* _WHAT IS NEEDED_:
Copy the listing below word for word, starting at the line that contains "written like (131,208)." and continuing through the end of the listing, with both ends included.

* _RECORD EXCERPTS_:
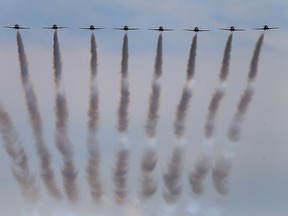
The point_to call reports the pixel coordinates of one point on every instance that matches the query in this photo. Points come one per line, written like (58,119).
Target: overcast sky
(259,175)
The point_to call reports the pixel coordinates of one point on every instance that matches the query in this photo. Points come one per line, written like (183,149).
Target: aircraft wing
(195,30)
(225,29)
(8,26)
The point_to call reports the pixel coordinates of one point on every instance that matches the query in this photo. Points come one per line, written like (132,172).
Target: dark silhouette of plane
(92,27)
(161,29)
(16,26)
(126,28)
(265,28)
(55,27)
(232,29)
(196,29)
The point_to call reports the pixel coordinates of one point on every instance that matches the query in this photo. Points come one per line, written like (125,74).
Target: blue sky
(258,180)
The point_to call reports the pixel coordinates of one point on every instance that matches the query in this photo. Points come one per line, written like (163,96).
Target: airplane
(126,28)
(265,28)
(196,29)
(161,29)
(55,27)
(92,27)
(232,29)
(16,26)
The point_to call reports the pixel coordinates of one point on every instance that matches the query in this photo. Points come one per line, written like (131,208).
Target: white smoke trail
(202,166)
(47,173)
(122,155)
(149,159)
(172,177)
(92,169)
(219,92)
(69,173)
(19,159)
(223,165)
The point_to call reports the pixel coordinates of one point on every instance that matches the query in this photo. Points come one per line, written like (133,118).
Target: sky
(250,171)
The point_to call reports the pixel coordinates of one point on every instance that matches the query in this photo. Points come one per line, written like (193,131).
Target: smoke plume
(69,173)
(192,59)
(219,93)
(220,173)
(124,89)
(234,131)
(213,108)
(149,160)
(197,177)
(226,59)
(92,170)
(36,123)
(148,164)
(172,177)
(223,165)
(120,175)
(181,112)
(255,59)
(122,155)
(159,59)
(154,101)
(17,154)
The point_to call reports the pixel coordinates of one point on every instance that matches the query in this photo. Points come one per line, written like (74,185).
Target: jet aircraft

* _RESPONSE_:
The point_to call reports the pixel coordinates of one point on every instance that matches the query in this photo. Points come one per line, written like (131,208).
Target: white smoke trail
(202,166)
(47,173)
(122,155)
(149,159)
(172,177)
(92,169)
(219,92)
(69,173)
(19,159)
(223,165)
The point_to call reports the pixel coordinates of one point on every instance that matches the query in this photo. Points come one per line, written like (133,118).
Target: sky
(250,171)
The point_to call reports the pixel coordinates of one point on every instance that matches the query in this photo. Points come one per line, written like (193,131).
Target: smoke plume
(69,173)
(192,59)
(219,93)
(220,173)
(124,89)
(234,131)
(213,108)
(149,160)
(197,177)
(226,59)
(92,170)
(36,123)
(148,164)
(172,177)
(223,165)
(120,175)
(181,112)
(255,59)
(122,155)
(159,59)
(154,101)
(17,154)
The point_to call reports the pixel coordinates of one point on every instance that matches the query in this photo. Points come one per line, written like (74,185).
Target: jet aircraft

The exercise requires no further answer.